* **What the task asks**
Begin at the line that contains "Please spot the sunglasses on" and repeat every line from there to the end of the records below, inclusive, without adding any other line.

Point annotation dataset records
┄┄┄┄┄┄

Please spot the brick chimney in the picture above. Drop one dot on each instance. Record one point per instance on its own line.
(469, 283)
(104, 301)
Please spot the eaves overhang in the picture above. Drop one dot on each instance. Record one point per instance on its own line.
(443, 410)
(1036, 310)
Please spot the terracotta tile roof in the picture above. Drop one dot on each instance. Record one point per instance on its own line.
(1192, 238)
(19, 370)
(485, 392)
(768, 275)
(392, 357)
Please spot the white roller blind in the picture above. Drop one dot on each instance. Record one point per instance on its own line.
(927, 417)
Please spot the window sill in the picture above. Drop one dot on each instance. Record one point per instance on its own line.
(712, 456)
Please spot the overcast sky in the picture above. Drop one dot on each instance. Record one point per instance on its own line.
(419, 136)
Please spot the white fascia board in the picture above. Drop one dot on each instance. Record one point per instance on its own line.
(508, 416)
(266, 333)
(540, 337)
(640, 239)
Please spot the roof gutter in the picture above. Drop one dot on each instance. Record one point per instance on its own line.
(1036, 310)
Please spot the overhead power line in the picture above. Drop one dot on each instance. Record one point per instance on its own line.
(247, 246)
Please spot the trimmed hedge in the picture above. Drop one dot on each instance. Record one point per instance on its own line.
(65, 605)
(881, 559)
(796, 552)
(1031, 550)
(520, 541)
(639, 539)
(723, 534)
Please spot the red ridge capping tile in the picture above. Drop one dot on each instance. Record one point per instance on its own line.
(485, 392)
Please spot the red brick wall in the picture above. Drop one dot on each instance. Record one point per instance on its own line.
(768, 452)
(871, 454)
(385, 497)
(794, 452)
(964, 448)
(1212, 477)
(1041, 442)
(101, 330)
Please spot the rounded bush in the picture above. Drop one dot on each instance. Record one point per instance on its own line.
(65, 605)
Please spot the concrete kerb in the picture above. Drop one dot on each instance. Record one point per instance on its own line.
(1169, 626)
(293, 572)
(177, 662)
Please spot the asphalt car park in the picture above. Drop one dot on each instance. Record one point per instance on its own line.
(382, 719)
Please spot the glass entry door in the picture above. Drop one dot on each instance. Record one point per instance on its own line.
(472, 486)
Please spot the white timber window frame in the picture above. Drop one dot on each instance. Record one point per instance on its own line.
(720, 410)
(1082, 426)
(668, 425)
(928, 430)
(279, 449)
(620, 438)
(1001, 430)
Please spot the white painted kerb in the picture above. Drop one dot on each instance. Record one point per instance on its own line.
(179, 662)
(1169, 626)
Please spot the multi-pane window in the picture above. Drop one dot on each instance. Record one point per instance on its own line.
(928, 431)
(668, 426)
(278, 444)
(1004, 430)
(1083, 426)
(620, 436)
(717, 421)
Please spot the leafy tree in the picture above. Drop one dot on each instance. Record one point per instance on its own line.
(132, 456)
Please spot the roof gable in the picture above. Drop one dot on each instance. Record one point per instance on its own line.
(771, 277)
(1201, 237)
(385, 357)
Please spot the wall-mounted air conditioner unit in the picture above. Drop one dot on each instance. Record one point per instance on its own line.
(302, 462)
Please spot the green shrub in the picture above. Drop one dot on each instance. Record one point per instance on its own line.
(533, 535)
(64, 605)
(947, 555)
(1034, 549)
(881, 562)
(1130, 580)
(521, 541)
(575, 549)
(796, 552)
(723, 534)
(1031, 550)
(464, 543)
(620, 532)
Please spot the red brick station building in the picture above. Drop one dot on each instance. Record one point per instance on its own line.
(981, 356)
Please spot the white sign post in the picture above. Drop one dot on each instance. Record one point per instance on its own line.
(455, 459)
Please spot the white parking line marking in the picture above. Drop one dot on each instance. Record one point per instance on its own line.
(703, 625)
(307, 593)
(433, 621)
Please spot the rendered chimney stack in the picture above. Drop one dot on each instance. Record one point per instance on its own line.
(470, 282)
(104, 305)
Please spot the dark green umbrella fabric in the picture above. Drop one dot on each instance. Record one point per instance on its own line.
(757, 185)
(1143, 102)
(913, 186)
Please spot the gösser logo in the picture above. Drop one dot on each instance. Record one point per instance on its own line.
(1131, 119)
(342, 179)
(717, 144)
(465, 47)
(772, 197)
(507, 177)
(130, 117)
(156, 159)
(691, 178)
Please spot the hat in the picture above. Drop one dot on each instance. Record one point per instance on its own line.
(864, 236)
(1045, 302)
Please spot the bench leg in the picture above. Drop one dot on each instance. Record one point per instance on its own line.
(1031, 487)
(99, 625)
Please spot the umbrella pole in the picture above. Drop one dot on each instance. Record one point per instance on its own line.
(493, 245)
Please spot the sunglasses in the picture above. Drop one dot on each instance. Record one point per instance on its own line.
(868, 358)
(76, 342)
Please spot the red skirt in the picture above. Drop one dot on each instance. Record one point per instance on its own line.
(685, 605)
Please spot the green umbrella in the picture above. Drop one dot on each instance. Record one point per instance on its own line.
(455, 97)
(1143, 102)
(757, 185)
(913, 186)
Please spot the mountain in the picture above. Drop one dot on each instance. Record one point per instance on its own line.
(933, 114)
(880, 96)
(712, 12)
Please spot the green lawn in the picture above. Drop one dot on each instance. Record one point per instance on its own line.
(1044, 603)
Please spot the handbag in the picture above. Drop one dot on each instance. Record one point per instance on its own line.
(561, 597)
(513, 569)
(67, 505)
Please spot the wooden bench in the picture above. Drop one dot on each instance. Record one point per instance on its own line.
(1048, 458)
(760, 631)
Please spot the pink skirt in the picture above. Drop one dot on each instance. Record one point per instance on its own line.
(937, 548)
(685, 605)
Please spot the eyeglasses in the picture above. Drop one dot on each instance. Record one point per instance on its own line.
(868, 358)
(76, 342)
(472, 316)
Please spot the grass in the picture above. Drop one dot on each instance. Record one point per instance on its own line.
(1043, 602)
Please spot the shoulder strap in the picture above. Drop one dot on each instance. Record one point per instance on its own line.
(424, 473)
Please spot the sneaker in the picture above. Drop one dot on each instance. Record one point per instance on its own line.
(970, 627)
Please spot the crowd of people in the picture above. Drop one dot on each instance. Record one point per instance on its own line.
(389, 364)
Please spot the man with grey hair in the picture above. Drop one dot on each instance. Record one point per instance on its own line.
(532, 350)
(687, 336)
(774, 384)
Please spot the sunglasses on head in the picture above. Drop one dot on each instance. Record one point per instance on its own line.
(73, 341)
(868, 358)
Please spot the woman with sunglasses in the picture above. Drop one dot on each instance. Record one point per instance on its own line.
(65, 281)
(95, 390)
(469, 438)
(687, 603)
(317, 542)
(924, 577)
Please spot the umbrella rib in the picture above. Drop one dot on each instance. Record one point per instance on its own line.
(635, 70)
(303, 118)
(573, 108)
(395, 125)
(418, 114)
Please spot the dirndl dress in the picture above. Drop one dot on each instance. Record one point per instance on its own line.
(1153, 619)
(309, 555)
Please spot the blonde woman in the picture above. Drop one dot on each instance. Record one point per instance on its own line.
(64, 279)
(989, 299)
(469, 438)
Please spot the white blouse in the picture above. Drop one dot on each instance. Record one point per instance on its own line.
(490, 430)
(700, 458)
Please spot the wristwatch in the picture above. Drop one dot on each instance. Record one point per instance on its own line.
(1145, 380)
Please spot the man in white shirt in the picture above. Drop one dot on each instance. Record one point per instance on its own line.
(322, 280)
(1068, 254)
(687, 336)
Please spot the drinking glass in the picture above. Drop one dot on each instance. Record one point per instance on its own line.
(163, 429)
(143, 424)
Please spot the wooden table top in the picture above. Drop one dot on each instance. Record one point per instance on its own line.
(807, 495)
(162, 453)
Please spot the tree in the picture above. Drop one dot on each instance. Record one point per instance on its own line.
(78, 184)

┄┄┄┄┄┄

* **Correct output**
Please spot the sunglasses on head in the picture above. Drop one dot on each instance. Record one point per instance on its own line.
(73, 341)
(868, 358)
Please spot the woman with sunglasses in the picture above. Drop one dot on each instance. Record one point per instance on its own line.
(65, 281)
(95, 390)
(469, 438)
(687, 603)
(317, 542)
(924, 577)
Please spot the umbrella rib in the picture above. Drop one dot on each instance. Record one point per instance on its own line.
(635, 70)
(303, 118)
(573, 108)
(395, 125)
(418, 114)
Please spot the dirndl dress in the picture above. Drop one dot on each instance. Record one point per instance on its own line.
(1153, 619)
(309, 555)
Please spot the blonde woman in the picture above. Drop one dot on each instance. Record one point per instance on its own line.
(64, 279)
(989, 299)
(469, 438)
Please spot the white blouse in the picture above. Drop one dot on each instance. Record one point per instance on its own line.
(490, 430)
(700, 458)
Please spot the wristwatch in the picture above. Drop one dot on each instance. Record one point per instance on its own line.
(1145, 380)
Please spot the man in white shirt in the picture above. Drop one dot on each instance. Record one point per instance on its own line.
(322, 280)
(1068, 254)
(687, 336)
Please spot the drinking glass in the picture above. Drop one dot on each instance. Record one point per instance on its own line.
(163, 429)
(143, 424)
Please spot the wooden table top in the picture above. Drop one dot on each instance. Record one point per instance on its own line.
(807, 495)
(162, 453)
Please spot the tree in the picture above. Drop one dot on each instance. Record one point per instance on its own line.
(78, 184)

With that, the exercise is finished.